Your instructions
Return each line of the entries below that contains the word "positive".

Stored data
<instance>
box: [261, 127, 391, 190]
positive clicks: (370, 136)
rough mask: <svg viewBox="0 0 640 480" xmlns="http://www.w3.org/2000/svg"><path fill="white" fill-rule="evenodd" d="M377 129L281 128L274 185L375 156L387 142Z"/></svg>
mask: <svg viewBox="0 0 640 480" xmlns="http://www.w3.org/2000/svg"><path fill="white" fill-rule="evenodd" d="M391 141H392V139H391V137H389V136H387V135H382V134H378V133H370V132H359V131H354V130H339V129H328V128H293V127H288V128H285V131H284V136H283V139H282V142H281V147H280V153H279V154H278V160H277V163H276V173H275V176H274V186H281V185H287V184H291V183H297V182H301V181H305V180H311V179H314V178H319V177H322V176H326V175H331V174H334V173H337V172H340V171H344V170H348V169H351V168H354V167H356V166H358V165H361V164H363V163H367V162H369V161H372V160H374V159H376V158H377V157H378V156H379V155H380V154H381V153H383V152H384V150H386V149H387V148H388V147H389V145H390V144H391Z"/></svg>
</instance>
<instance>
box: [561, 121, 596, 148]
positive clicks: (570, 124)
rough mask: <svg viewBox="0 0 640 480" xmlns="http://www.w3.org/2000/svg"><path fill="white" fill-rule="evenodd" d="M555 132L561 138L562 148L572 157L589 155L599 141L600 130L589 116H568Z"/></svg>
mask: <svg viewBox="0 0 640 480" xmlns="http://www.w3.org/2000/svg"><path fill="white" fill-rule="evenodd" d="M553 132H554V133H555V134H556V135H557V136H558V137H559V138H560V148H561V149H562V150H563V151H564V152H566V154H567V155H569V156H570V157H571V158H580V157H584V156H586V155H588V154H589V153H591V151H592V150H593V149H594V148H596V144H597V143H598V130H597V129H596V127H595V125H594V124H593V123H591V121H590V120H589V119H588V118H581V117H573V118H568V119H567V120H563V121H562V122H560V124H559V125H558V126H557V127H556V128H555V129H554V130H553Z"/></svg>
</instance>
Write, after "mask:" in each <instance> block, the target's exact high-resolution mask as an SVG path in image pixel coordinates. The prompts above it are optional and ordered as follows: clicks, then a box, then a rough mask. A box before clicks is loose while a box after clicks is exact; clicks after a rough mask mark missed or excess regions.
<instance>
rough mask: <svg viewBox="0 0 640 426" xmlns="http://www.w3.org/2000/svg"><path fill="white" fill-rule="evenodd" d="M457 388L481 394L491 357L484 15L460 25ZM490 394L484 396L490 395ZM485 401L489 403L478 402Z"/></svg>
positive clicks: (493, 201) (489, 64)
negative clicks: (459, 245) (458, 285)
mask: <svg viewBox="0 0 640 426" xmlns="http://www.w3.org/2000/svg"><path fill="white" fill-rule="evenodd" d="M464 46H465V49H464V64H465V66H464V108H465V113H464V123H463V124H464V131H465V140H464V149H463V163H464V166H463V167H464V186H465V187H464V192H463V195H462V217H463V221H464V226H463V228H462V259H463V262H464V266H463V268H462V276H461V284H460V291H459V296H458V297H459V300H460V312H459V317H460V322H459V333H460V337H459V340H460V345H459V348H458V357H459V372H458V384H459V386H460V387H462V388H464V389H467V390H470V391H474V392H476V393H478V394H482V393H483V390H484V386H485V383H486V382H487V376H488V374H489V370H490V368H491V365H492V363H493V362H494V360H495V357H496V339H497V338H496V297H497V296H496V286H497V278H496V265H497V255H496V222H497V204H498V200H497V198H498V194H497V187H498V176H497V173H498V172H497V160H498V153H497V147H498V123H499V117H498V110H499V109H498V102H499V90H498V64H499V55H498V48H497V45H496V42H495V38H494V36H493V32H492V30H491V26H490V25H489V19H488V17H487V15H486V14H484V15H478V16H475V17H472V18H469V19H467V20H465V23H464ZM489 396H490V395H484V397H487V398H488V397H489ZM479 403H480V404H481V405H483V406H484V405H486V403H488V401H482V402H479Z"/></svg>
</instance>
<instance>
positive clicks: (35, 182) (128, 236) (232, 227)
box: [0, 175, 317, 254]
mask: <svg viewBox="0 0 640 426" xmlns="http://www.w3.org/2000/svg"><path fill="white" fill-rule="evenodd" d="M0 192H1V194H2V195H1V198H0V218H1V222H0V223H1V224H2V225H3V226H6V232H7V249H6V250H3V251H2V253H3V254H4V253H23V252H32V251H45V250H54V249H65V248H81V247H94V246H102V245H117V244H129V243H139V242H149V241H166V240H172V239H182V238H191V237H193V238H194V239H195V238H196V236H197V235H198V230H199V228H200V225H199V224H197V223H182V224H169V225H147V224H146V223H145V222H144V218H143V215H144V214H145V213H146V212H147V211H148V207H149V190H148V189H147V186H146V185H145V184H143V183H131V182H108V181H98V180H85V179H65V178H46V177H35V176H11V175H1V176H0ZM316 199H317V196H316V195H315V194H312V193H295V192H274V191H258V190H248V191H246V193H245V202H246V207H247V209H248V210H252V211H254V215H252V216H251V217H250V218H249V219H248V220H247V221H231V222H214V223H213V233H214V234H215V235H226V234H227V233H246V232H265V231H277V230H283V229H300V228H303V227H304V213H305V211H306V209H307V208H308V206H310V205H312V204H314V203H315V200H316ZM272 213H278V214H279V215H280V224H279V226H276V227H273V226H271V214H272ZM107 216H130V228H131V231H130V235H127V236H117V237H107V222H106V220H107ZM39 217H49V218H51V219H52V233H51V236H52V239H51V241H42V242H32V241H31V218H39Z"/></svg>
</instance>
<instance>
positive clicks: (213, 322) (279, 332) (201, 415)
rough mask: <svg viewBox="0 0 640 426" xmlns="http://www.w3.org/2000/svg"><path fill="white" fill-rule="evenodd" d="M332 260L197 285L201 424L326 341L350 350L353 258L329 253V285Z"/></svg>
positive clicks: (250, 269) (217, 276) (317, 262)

Expected answer
positive clicks: (370, 136)
positive clicks: (570, 124)
positive clicks: (493, 201) (489, 64)
positive clicks: (35, 182) (128, 236) (232, 227)
positive clicks: (213, 322) (279, 332) (201, 415)
positive clicks: (250, 269) (217, 276) (317, 262)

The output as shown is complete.